▶ **Goal**: Edit the records below by replacing "innermost point" with "central point" and leaving every other character unchanged.

▶ **Stored data**:
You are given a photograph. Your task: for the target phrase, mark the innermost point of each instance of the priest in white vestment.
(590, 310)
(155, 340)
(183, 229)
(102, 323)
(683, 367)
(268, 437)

▶ **Final answer**:
You are given a photograph. Your task: for the target phrase, mark the central point of each instance of the priest in white vestment.
(590, 310)
(155, 340)
(183, 229)
(102, 323)
(683, 367)
(268, 437)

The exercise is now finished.